* **SHORT TASK 1**
Duplicate the records from their first line through the line that contains "<point>130,45</point>", inclusive.

WARDEN PROPERTIES: Liquidators Set September 12 as Claims Bar Date
------------------------------------------------------------------
Pursuant to Section 255(2)(a) of the Companies Act 1993, the
shareholders of Warden Properties Limited resolved that the
company be liquidated and that Murray G. Allott, chartered
accountant of Christchurch, be appointed as liquidator.

Creditors are required to file their proofs of debt by Sept. 12,
2008, to be included in the company's dividend distribution.

Creditors and shareholders may direct their inquiries to:

          Murray G. Allott
          111 Bealey Avenue
          Christchurch 8013
          Telephone: (03) 365 1028
          Facsimile: (03) 365 6400
          Email: murray@profitco.co.nz


* NEW ZEALAND: Building Work Continues to Decline
-------------------------------------------------
The seasonally adjusted volume of residential building work put in
place fell 7.3 percent in the June 2008 quarter, the third
consecutive fall, Statistics New Zealand said.  The volume of
residential building work put in place is 15.6 percent lower in
the June 2008 quarter than in the September 2007 quarter and is
the lowest since the December 2002 quarter.

The seasonally adjusted volume of non-residential building work
fell 3.6 percent in the June 2008 quarter, following a fall of 5.8
percent in the March 2008 quarter.

The seasonally adjusted volume of all building work put in place
fell 5.8 percent in the June 2008 quarter, following a fall of 6.5
percent in the March 2008 quarter.

The trend indicates the volume of residential building work has
decreased for the latest three quarters, while for non-residential
building work the volume has decreased for the latest two
quarters.

For the year ended June 2008, the unadjusted value of all building
work put in place was NZ$13,491 million, up 4.4 percent from the
previous June year.  Residential buildings contributed 62.4
percent of this value, and non-residential buildings contributed
the remaining 37.6 percent.



=====================
P H I L I P P I N E S
=====================

COLLEGE ASSURANCE: BSP OKs Sale of Bancommerce Stake to Arctic
--------------------------------------------------------------
College Assurance Plan Philippines Inc. has been given the green
light by the Bangko Sentral ng Pilipinas (BSP) to sell its 19%
shareholdings in Bank of Commerce to Arctic Capital, Philippine
Star reports citing informed sources.

According to the report, the transaction, which forms part of
CAP's approved revised rehabilitation plan, will raise around
Php800 million.

The report adds that a total of Php1 billion is estimated to be
raised from the sale inclusive of the proceeds from the sale by
CAP Retirement and CAP Pension of their shareholdings in Bank of
Commerce.

* **SHORT TASK 2**
For each statement below, answer yes or no according to the news digest and quote the exact words from it that settle the matter. (a) Murray G. Allott was appointed liquidator of Warden Properties Limited. (b) Residential building work fell 5.8 percent in the June 2008 quarter. (c) College Assurance Plan Philippines Inc. was cleared to sell its 19% stake in Bank of Commerce to Arctic Capital.

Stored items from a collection

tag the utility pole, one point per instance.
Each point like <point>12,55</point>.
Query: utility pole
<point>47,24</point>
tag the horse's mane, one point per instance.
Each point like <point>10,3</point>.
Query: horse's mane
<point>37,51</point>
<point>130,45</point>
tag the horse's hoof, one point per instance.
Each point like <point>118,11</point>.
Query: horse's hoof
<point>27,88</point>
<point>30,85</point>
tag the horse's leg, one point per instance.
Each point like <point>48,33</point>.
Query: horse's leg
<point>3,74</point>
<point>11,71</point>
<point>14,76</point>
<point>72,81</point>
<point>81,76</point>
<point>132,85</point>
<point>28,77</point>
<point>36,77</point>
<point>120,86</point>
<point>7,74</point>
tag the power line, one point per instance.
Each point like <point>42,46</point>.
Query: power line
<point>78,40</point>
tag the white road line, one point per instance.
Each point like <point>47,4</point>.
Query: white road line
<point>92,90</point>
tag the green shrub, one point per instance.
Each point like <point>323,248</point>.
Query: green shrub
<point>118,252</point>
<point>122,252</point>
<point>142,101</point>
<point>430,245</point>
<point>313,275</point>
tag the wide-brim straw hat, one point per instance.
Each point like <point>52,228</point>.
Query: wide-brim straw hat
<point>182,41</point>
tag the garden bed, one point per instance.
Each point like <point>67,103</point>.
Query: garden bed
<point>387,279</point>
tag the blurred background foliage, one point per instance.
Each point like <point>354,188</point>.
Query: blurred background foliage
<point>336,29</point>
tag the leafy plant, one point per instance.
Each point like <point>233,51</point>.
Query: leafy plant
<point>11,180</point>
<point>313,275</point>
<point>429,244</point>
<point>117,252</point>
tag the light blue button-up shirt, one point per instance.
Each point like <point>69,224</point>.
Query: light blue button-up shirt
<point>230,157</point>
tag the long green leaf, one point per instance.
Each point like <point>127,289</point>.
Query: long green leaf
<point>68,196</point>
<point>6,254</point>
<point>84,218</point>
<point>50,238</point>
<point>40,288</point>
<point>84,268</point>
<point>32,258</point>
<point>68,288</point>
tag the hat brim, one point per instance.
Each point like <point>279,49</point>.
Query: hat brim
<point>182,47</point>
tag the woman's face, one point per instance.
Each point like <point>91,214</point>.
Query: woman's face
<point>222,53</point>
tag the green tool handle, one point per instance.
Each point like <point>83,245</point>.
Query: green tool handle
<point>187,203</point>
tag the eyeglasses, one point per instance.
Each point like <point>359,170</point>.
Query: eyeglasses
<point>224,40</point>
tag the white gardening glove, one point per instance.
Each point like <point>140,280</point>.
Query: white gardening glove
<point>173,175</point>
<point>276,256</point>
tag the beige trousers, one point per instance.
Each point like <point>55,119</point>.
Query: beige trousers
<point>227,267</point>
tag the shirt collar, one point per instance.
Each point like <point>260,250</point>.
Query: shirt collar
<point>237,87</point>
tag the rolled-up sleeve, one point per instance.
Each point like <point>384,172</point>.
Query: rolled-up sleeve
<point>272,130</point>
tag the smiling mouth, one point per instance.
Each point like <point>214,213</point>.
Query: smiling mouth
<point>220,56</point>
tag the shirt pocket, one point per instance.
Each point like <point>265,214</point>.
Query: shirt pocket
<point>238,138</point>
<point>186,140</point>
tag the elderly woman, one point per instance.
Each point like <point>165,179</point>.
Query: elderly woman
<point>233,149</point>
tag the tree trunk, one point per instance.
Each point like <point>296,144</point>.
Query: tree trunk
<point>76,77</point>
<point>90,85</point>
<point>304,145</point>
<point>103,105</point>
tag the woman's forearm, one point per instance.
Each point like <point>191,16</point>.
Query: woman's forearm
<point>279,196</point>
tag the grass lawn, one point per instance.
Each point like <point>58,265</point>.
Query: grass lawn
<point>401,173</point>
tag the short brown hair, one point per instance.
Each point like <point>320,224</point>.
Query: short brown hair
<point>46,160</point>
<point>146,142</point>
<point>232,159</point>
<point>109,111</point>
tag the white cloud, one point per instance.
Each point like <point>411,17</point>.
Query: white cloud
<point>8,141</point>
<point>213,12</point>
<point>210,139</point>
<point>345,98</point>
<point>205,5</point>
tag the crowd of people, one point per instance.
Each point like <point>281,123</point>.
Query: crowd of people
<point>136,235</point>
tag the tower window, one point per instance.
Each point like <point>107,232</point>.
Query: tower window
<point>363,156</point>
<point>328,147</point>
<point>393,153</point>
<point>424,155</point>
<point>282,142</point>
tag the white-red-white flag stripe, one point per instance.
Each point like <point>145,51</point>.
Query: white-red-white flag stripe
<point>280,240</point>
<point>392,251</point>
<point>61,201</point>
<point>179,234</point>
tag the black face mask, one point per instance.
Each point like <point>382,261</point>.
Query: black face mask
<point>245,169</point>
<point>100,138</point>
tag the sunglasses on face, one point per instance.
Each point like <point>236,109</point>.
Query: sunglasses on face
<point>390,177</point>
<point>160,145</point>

* **RIGHT ANSWER 1**
tag the utility pole, one point per instance.
Each point like <point>12,55</point>.
Query: utility pole
<point>47,24</point>
tag the horse's mane, one point per instance.
Each point like <point>10,3</point>.
Query: horse's mane
<point>37,51</point>
<point>130,45</point>

* **RIGHT ANSWER 2**
(a) Yes: "Murray G. Allott, chartered accountant of Christchurch, be appointed as liquidator."
(b) No: "The seasonally adjusted volume of residential building work put in place fell 7.3 percent in the June 2008 quarter."
(c) Yes: "has been given the green light by the Bangko Sentral ng Pilipinas (BSP) to sell its 19% shareholdings in Bank of Commerce to Arctic Capital."